▶ **EXERCISE OBJECTIVE**
Quote the lines below exactly, from the one that holds "the bride in" through the final line of the records, and only those.

▶ **DATA PROVIDED**
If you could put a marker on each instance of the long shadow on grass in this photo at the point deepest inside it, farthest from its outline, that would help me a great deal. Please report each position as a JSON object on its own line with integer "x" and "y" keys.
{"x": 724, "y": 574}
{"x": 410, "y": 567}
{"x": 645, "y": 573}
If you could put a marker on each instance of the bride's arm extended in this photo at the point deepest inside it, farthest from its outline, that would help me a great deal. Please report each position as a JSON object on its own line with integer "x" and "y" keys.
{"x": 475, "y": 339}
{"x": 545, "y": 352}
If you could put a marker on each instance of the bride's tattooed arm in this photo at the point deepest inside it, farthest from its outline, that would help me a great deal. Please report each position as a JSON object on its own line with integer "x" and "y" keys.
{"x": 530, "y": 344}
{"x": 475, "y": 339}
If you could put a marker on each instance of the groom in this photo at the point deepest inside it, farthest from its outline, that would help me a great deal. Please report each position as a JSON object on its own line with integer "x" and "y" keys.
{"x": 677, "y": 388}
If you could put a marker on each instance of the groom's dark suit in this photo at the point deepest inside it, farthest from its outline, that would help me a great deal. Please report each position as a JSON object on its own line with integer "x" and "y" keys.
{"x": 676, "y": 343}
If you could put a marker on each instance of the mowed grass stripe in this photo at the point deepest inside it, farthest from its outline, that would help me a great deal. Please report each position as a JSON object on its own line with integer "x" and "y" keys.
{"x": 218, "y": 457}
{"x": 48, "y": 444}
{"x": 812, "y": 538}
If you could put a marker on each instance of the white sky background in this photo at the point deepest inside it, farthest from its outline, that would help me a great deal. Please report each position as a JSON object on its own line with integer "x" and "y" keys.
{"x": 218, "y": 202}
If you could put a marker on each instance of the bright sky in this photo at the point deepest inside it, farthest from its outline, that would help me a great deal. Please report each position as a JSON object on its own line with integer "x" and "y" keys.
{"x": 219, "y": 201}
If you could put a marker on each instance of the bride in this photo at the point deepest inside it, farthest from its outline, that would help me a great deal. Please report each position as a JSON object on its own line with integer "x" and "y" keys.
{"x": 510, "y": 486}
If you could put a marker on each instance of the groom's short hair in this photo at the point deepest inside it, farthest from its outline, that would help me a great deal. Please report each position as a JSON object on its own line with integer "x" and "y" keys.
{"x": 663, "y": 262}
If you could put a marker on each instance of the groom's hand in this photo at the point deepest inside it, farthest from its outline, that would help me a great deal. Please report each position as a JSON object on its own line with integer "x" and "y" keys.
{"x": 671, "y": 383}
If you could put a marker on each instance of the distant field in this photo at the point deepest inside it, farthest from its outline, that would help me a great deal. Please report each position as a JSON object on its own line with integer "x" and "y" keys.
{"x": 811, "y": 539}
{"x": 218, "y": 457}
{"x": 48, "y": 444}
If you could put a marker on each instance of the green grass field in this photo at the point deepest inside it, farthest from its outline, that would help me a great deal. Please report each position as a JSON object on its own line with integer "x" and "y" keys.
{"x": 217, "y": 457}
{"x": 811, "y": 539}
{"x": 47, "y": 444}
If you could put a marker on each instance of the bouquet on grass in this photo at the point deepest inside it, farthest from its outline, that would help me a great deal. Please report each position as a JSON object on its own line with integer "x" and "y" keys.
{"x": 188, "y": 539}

▶ **SOLUTION**
If you could put a marker on each instance of the bride in this photo at the point deepest inside it, farthest from its outline, that would help me a great deal. Please report each position as a JSON object on its own line with integer "x" and "y" keys.
{"x": 510, "y": 486}
If you could put a marker on each instance of the groom's short hair in this photo at the point deepest inside it, farthest from its outline, that would help me a great deal. Please report each position as a JSON object on its own line with integer "x" and "y" keys.
{"x": 663, "y": 262}
If you could put a marker on each instance of the groom's hand in this photo at the point deepest inside it, farthest from its outline, that would help me a great deal. Please report each position as a JSON object on its own line with integer "x" and "y" keys.
{"x": 671, "y": 383}
If you could put a marker on each instance of the distant field in this photo at the point deepest inside it, farthest from its outline, that would help me a great deal. Please report each position as a JSON object on its own line with integer "x" and "y" keys.
{"x": 811, "y": 539}
{"x": 218, "y": 457}
{"x": 48, "y": 444}
If you could put a marker on each instance of the green grass field in this photo at the point deepest inside it, farthest from its outline, that would help me a great deal. Please report each position as a JSON object on its own line with integer "x" and "y" keys.
{"x": 217, "y": 457}
{"x": 811, "y": 539}
{"x": 47, "y": 444}
If you could put a marker on each instance of the bouquet on grass in this photo at the point deepest inside it, farthest from its outline, that would help me a great deal. Please report each position as a JSON object on its own line with integer "x" and "y" keys.
{"x": 188, "y": 539}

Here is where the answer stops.